EXCERTO DO DOCUMENTO.
----------
Basta dar uma vista de olhos nas despesas militares. O orçamento militar dos EUA é de cerca de três quartos de um trilião de dólares. O próximo nível mais alto é a China, que está a cerca de um terço disso. Atrás da Índia, em quarto lugar está a Rússia, com cerca de 60 biliões. Os EUA superam todos os rivais possíveis juntos. Veja o que está a acontecer nos mares da China. E agora é o governo Biden. Os EUA alegam que a China representa uma ameaça à América. Onde está a ameaça? É na costa da Califórnia? É no Caribe? A ameaça está na fronteira da China, dizem, cercada por mísseis com armas nucleares de dezenas das 800 bases militares americanas em todo o mundo. A China tem uma no Jibuti. Há uma luta em curso, que é muito mal compreendida pela imprensa.

É uma questão de liberdade de navegação. São questões um pouco técnicas, mas relacionadas com o Direito do mar. Há uma disposição que estipula que os países têm uma zona económica exclusiva de 200 milhas, a partir da costa. Agora, a questão da liberdade de navegação com a China está nesse ponto. Os EUA não assinaram a Lei do Mar, nem a ratificaram. São o único país marítimo que não o ratificou. Mas insistem que a liberdade do direito do mar permite ações militares e de inteligência dentro da zona económica exclusiva. A China rejeita. Aceita a liberdade de navegação, mas sem nenhuma ação militar e de inteligência. Curiosamente, a Índia também rejeitou que os EUA realizassem ações navais na zona económica exclusiva da Índia. Protestou vigorosamente. Então, a China e outros países rejeitam essa ideia, os EUA insistem nisso. É aí que está o conflito que, certamente, pode ser resolvido por diplomacia e negociações, mas os Estados Unidos querem resolvê-lo enviando uma armada de navios de guerra para as zonas contestadas da China e da Índia. Enquanto isso, ao mesmo tempo, enviam uma frota de submarinos nucleares avançados para a Austrália, que a Austrália vai pagar, mas que estarão sob o comando americano. Ao fazer isso, deram um pontapé na cara à França. E a Austrália é que teve que lidar com a França. Os EUA nem sequer informaram a França que estavam a minar o acordo e a enviar submarinos nucleares avançados. A França ficou certamente muito chateada e chamou os seus embaixadores na Austrália e nos Estados Unidos. Não se preocuparam com a Inglaterra, porque reconhecem que a Inglaterra é apenas um estado vassalo dos Estados Unidos, não um país independente.
----------
REGISTOS DE DADOS.
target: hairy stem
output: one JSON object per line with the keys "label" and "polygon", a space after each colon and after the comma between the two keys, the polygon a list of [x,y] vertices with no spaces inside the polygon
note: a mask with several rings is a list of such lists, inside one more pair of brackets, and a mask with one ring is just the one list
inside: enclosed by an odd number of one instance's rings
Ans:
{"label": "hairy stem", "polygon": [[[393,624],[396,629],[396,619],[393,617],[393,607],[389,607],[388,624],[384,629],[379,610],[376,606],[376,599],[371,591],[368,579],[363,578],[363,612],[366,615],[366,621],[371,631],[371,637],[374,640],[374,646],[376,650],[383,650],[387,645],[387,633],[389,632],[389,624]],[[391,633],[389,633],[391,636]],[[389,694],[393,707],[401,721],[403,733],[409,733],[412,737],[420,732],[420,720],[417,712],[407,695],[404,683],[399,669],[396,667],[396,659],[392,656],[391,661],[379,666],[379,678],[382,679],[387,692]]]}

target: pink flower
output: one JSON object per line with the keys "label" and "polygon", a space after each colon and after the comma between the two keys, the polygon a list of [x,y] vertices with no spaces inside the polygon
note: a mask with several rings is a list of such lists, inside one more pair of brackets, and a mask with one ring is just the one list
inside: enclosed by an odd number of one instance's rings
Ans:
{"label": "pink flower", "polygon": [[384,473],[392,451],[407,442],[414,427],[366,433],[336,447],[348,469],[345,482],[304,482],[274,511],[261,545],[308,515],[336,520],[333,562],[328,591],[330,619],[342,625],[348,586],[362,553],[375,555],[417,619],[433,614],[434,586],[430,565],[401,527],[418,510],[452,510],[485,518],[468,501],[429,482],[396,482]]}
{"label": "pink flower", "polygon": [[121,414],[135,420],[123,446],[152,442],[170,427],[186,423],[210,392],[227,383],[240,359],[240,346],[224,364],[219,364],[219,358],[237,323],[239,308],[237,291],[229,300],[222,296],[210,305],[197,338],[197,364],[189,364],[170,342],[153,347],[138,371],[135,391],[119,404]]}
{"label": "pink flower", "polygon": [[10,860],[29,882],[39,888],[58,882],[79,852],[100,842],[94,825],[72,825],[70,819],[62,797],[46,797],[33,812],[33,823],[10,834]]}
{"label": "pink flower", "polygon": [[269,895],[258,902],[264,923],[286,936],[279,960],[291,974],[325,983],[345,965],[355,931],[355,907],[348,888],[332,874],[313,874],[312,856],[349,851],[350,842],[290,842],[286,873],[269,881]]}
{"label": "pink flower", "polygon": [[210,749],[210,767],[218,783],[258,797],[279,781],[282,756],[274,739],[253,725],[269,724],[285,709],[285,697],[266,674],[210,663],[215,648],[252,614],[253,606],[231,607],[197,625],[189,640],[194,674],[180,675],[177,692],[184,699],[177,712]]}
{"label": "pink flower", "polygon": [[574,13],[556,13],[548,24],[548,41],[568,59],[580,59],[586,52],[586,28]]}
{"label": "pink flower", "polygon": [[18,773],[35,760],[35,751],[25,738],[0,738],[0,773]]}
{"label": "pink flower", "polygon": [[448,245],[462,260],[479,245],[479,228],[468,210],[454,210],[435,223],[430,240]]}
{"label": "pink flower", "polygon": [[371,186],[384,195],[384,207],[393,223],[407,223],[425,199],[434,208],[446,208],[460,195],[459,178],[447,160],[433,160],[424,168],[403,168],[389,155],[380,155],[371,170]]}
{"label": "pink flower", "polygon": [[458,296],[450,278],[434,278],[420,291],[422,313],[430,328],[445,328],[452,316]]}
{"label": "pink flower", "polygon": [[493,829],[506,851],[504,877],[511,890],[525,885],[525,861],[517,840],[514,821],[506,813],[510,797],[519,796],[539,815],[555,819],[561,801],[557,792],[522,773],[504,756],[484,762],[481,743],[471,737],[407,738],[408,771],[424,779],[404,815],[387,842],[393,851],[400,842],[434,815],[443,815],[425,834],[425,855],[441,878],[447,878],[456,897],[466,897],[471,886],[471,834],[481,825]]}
----------
PROBLEMAS E TAREFAS.
1. Transcreva do excerto, sem qualquer alteração, a passagem que vai de "Basta dar uma" até "compreendida pela imprensa.".
2. Segundo o excerto, qual é a extensão da zona económica exclusiva que a disposição do Direito do mar atribui aos países?

RESULTADOS DOS EXERCÍCIOS.
1.
Basta dar uma vista de olhos nas despesas militares. O orçamento militar dos EUA é de cerca de três quartos de um trilião de dólares. O próximo nível mais alto é a China, que está a cerca de um terço disso. Atrás da Índia, em quarto lugar está a Rússia, com cerca de 60 biliões. Os EUA superam todos os rivais possíveis juntos. Veja o que está a acontecer nos mares da China. E agora é o governo Biden. Os EUA alegam que a China representa uma ameaça à América. Onde está a ameaça? É na costa da Califórnia? É no Caribe? A ameaça está na fronteira da China, dizem, cercada por mísseis com armas nucleares de dezenas das 800 bases militares americanas em todo o mundo. A China tem uma no Jibuti. Há uma luta em curso, que é muito mal compreendida pela imprensa.

2. Uma zona de 200 milhas, a partir da costa.